-- Begin TEXT --

Friday, April 10, 2009

Box Mix+Soda=Cake

Regular food coloring does not make for good cake colors. It does ok in icing, but not in baked goods. So when I saw the picture of a bright rainbow cake on the web, I had to track it down. I've heard of the gel colors, but haven't really had reason to look into it, but this intrigued me. Then I found out it was made with a box of mix and a can of soda and I became obsessed.

My apron explains a bit of why I'm so excited about a psychedelic, neon colored cake.

Rainbow Cake Inspiration - Rainbow Tie Die Apron
    Rainbow Cake Ingredients
  • 2 boxes white cake mix
  • just under 24 oz. clear/light soda (reg or diet) like Squirt, ginger ale, plain soda water.
Here's what it takes to make a rainbow cake - if you're also conducting an experiment. To just make it and be done with it, it takes half this cake, topping, pudding, and pop. Duncan Hines was 4/$5 and Betty Crocker was 2/$4 at Ralphs today so I got two of each just to see if they came out different. Betty Crocker makes the tubes of gel coloring, look in the frosting section, I had to have a store manager help me find it.

-- End TEXT --
-- Begin DATA SHOWN --

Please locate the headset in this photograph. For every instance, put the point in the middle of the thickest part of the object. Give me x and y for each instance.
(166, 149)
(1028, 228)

-- End DATA SHOWN --
-- Begin DATA SHOWN --

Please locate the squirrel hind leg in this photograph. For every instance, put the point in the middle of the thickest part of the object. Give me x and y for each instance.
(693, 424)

-- End DATA SHOWN --
-- Begin DATA SHOWN --

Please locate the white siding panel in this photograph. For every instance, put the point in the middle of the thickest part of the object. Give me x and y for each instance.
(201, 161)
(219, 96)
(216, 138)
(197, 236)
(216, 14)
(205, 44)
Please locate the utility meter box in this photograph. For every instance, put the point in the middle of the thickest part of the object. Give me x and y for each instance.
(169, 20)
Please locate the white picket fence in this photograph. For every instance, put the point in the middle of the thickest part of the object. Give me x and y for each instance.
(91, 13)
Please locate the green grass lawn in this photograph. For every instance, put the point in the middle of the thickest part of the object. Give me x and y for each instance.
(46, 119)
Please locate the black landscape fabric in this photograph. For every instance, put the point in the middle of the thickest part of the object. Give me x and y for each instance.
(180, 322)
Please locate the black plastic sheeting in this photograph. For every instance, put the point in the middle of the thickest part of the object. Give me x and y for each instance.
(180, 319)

-- End DATA SHOWN --

→ **WHAT IS ASKED**:
a - List the example sodas that the rainbow cake post gives for the clear or light soda in its ingredient list.
b - From the rainbow cake post, copy the passage starting with "My apron explains" and going on through "me find it.".

→ **SOLVED TASKS**:
a - Squirt, ginger ale, plain soda water

b -
My apron explains a bit of why I'm so excited about a psychedelic, neon colored cake.

Rainbow Cake Inspiration - Rainbow Tie Die Apron
    Rainbow Cake Ingredients
  • 2 boxes white cake mix
  • just under 24 oz. clear/light soda (reg or diet) like Squirt, ginger ale, plain soda water.
Here's what it takes to make a rainbow cake - if you're also conducting an experiment. To just make it and be done with it, it takes half this cake, topping, pudding, and pop. Duncan Hines was 4/$5 and Betty Crocker was 2/$4 at Ralphs today so I got two of each just to see if they came out different. Betty Crocker makes the tubes of gel coloring, look in the frosting section, I had to have a store manager help me find it.